▸ QUOTED PASSAGE:
A central notion in most critical work on discourse is that of power, and more specifically the social power of groups or institutions. Summarizing a complex philosophical and social analysis, we will define social power in terms of control. Thus, groups have (more or less) power if they are able to (more or less) control the acts and minds of (members of) other groups. This ability presupposes a power base of privileged access to scarce social resources, such as force, money, status, fame, knowledge, information, “culture,” or indeed various forms of public discourse and communication (of the vast literature on power, see, e.g., Lukes 1986; Wrong 1979).

Different types of power may be distinguished according to the various resources employed to exercise such power: the coercive power of the military and of violent men will rather be based on force, the rich will have power because of their money, whereas the more or less persuasive power of parents, professors, or journalists may be based on knowledge, information, or authority. Note also that power is seldom absolute. Groups may more or less control other groups, or only control them in specific situations or social domains. Moreover, dominated groups may more or less resist, accept, condone, comply with, or legitimate such power, and even find it “natural.”

The power of dominant groups may be integrated in laws, rules, norms, habits, and even a quite general consensus, and thus take the form of what Gramsci called “hegemony” (Gramsci 1971). Class domination, sexism, and racism are characteristic examples of such hegemony. Note also that power is not always exercised in obviously abusive acts of dominant group members, but may be enacted in the myriad of taken-for-granted actions of everyday life, as is typically the case in the many forms of everyday sexism or racism (Essed 1991). Similarly, not all members of a powerful group are always more powerful than all members of dominated groups: power is only defined here for groups as a whole.

For our analysis of the relations between discourse and power, thus, we first find that access to specific forms of discourse, e.g. those of politics, the media, or science, is itself a power resource. Secondly, as suggested earlier, action is controlled by our minds. So, if we are able to influence people's minds, e.g. their knowledge or opinions, we indirectly may control (some of) their actions, as we know from persuasion and manipulation.

Closing the discourse-power circle, finally, this means that those groups who control most influential discourse also have more chances to control the minds and actions of others.

Simplifying these very intricate relationships even further for this chapter, we can split up the issue of discursive power into two basic questions for CDA research:

  • 1 How do (more) powerful groups control public discourse?

  • 2 How does such discourse control mind and action of (less) powerful groups, and what are the social consequences of such control, such as social inequality?

▸ DIRECTIONS FOR THIS TASK: Continue the passage on discourse and social power, picking up right after its final sentence.

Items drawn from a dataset
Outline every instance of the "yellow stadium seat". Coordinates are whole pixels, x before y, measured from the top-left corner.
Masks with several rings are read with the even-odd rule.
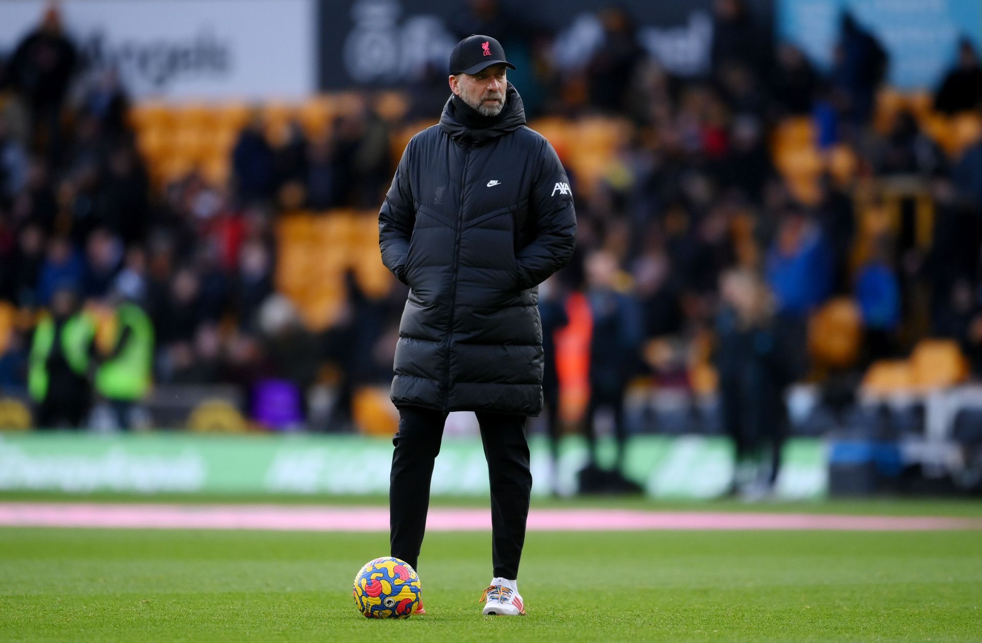
[[[213,186],[224,186],[232,176],[232,166],[227,158],[206,158],[200,165],[201,176]]]
[[[968,377],[968,362],[953,340],[922,340],[914,347],[910,363],[921,389],[954,386]]]
[[[211,130],[217,122],[215,108],[191,103],[174,110],[174,126],[180,129]]]
[[[409,109],[409,98],[404,91],[382,91],[374,102],[375,111],[389,123],[400,123]]]
[[[17,308],[9,301],[0,301],[0,353],[10,346],[17,322]]]
[[[848,297],[829,301],[808,320],[808,351],[820,366],[851,366],[861,341],[862,317]]]
[[[134,105],[128,114],[130,124],[140,132],[148,128],[169,128],[173,125],[173,110],[166,103],[146,101]]]
[[[331,130],[337,113],[334,101],[329,96],[310,98],[297,110],[297,120],[310,138],[319,138]]]
[[[352,400],[352,419],[362,433],[390,437],[399,428],[399,411],[386,387],[363,387]]]
[[[961,156],[982,138],[982,116],[972,112],[956,114],[952,119],[952,156]]]
[[[905,359],[882,359],[873,362],[863,377],[862,389],[875,396],[907,393],[915,387],[913,368]]]
[[[252,111],[252,108],[246,103],[227,103],[218,106],[215,108],[215,127],[239,132],[248,123]]]
[[[163,160],[174,147],[174,136],[169,130],[158,127],[140,130],[136,135],[136,148],[151,164]]]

▸ ANSWER AREA:
I address each question below.2

We have seen that among many other resources that define the power base of a group or institution, access to or control over public discourse and communication is an important “symbolic” resource, as is the case for knowledge and information (van Dijk 1996). Most people have active control only over everyday talk with family members, friends, or colleagues, and passive control over, e.g. media usage. In many situations, ordinary people are more or less passive targets of text or talk, e.g. of their bosses or teachers, or of the authorities, such as police officers, judges, welfare bureaucrats, or tax inspectors, who may simply tell them what (not) to believe or what to do.

On the other hand, members of more powerful social groups and institutions, and especially their leaders (the elites), have more or less exclusive access to, and control over, one or more types of public discourse. Thus, professors control scholarly discourse, teachers educational discourse, journalists media discourse, lawyers legal discourse, and politicians policy and other public political discourse. Those who have more control over more – and more influential – discourse (and more discourse properties) are by that definition also more powerful. In other words, we here propose a discursive definition (as well as a practical diagnostic) of one of the crucial constituents of social power.

These notions of discourse access and control are very general, and it is one of the tasks of CDA to spell out these forms of power. Thus, if discourse is defined in terms of complex communicative events, access and control may be defined both for the context and for the structures of text and talk themselves.

Context is defined as the mentally represented structure of those properties of the social situation that are relevant for the production or comprehension of discourse (Duranti and Goodwin 1992; van Dijk 1998b). It consists of such categories as the overall definition of the situation, setting (time, place), ongoing actions (including discourses and discourse genres), participants in various communicative, social, or institutional roles, as well as their mental representations: goals, knowledge, opinions, attitudes, and ideologies. Controlling context involves control over one or more of these categories, e.g. determining the definition of the communicative situation, deciding on time and place of the communicative event, or on which participants may or must be present, and in which roles, or what knowledge or opinions they should (not) have, and which social actions may or must be accomplished by discourse.

Also crucial in the enactment or exercise of group power is control not only over content, but over the structures of text and talk. Relating text and context, thus, we already saw that (members of) powerful groups may decide on the (possible) discourse genre(s) or speech acts of an occasion. A teacher or judge may require a direct answer from a student or suspect, respectively, and not a personal story or an argument (Wodak 1984a, 1986). More critically, we may examine how powerful speakers may abuse their power in such situations, e.g. when police officers use force to get a confession from a suspect (Linell and Jonsson 1991), or when male editors exclude women from writing economic news (van Zoonen 1994).

Similarly, genres typically have conventional schemas consisting of various categories. Access to some of these may be prohibited or obligatory, e.g. some greetings in a conversation may only be used by speakers of a specific social group, rank, age, or gender (Irvine 1974).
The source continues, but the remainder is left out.